TASK: Show each line below that contains the word "coat", matching case exactly.

MATERIAL PROVIDED:
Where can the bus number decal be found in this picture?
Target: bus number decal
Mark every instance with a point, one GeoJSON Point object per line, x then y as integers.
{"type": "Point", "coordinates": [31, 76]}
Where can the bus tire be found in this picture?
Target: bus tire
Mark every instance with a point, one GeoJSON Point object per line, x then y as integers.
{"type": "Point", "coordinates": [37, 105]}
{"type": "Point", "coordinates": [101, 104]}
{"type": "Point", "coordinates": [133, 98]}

--

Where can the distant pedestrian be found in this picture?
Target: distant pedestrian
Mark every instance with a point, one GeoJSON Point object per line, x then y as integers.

---

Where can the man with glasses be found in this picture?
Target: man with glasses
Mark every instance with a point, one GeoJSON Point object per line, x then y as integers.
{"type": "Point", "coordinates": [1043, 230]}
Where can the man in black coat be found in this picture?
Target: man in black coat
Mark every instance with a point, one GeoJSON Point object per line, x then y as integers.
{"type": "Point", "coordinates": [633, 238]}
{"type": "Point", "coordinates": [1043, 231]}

ANSWER TO THE PROBLEM:
Where can the man in black coat be found in this picture?
Target: man in black coat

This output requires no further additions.